Kellie Pickler is the second studio album by American country music singer Kellie Pickler. The lead-off single, "Don't You Know You're Beautiful", was debuted at the 43rd Academy Of Country Music awards and peaked at number 21 on Hot Country Songs. The album was released via BNA Records/19 Recordings on September 30, 2008. Since the albums' release, three more singles have charted; "Best Days of Your Life" at number 9 (which Pickler co-wrote with singer-songwriter Taylor Swift), "Didn't You Know How Much I Loved You" at number 14 (a re-recording of an album cut from Pickler's debut album Small Town Girl) and "Makin' Me Fall in Love Again" at number 30.

Critical reception

Billboard contributor Ken Tucker gave praise to "Somebody to Love Me" and "One Last Time" for being "aching and sincere with production to match" and highlighted "Best Days of Your Life" as "one of the album's best cuts." He later called Pickler's record "another solid step toward country stardom." Chris Neal of Country Weekly also called it "a confident step forward that finds her developing as both vocalist and songwriter, especially with the clutch of alternately sad, angry and funny post-breakup songs that dominate the album." Robert Christgau cited "Rocks Instead of Rice" as a "choice cut", indicating a good song on "an album that isn't worth your time or money." AllMusic's Stephen Thomas Erlewine was critical of the record, saying it was devoid of the cornball charm and girl-next-door ennui that encapsulated Small Town Girl, and was replaced with overly produced country pop tracks that bring out Pickler's limitations as a vocalist.

Track listing
All tracks are produced by Chris Lindsey.

What you have to do: Reproduce the stretch of the article on the Kellie Pickler album from "Kellie Pickler is" through "at number 30.". The material that comes next stands apart from the article on the Kellie Pickler album.

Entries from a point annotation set
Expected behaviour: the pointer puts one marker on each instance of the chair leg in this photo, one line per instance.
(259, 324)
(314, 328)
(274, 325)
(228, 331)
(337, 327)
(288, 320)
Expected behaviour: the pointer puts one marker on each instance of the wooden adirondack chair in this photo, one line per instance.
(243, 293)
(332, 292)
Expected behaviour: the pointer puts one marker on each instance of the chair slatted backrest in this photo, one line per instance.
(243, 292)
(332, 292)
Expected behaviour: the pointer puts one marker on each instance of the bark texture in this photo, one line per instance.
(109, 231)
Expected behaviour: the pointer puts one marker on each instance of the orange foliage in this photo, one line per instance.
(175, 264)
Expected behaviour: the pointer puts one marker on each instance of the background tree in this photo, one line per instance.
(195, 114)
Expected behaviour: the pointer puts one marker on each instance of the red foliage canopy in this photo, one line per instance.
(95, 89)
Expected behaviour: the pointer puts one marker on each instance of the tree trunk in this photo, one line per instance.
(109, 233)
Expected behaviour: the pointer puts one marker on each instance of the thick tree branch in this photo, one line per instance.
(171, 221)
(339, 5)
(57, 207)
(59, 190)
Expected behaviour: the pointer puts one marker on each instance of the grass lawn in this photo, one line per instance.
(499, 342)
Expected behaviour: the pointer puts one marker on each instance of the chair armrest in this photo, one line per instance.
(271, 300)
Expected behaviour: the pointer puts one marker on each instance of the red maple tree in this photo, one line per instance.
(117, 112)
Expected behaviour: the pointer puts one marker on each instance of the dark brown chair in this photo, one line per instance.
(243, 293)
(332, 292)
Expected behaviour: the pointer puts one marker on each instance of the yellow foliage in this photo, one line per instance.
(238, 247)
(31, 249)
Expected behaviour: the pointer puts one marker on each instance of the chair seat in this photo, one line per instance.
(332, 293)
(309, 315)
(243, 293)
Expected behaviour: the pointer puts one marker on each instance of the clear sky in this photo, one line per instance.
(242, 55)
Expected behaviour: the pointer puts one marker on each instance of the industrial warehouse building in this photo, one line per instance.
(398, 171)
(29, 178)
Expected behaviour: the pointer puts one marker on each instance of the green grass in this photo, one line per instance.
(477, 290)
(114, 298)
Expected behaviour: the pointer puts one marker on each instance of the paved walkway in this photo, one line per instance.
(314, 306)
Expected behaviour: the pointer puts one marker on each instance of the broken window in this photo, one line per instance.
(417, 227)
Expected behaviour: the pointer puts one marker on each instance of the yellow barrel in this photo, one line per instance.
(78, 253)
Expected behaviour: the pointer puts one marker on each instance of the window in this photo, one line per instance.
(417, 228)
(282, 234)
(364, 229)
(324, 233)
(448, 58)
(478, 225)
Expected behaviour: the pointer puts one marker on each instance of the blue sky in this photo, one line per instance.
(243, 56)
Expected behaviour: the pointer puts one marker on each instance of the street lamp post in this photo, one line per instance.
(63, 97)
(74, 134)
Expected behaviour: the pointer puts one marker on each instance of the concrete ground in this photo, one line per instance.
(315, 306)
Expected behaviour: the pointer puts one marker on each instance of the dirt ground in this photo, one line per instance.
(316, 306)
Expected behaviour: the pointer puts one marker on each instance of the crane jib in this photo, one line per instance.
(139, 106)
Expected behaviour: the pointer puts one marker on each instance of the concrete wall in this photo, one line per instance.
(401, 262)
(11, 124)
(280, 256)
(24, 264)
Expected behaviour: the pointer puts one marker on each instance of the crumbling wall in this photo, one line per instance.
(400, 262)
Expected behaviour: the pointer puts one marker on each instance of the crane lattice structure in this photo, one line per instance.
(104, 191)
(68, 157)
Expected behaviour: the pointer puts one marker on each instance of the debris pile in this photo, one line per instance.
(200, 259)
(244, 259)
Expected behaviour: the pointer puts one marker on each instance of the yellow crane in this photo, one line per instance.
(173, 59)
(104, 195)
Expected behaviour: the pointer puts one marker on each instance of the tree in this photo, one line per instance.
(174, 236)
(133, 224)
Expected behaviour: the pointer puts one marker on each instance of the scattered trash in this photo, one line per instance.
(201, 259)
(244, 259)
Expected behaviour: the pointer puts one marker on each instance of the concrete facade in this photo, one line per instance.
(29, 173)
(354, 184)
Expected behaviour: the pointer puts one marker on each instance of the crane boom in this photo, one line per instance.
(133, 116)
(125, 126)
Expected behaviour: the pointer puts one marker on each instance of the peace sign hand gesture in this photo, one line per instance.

The reply:
Kellie Pickler is the second studio album by American country music singer Kellie Pickler. The lead-off single, "Don't You Know You're Beautiful", was debuted at the 43rd Academy Of Country Music awards and peaked at number 21 on Hot Country Songs. The album was released via BNA Records/19 Recordings on September 30, 2008. Since the albums' release, three more singles have charted; "Best Days of Your Life" at number 9 (which Pickler co-wrote with singer-songwriter Taylor Swift), "Didn't You Know How Much I Loved You" at number 14 (a re-recording of an album cut from Pickler's debut album Small Town Girl) and "Makin' Me Fall in Love Again" at number 30.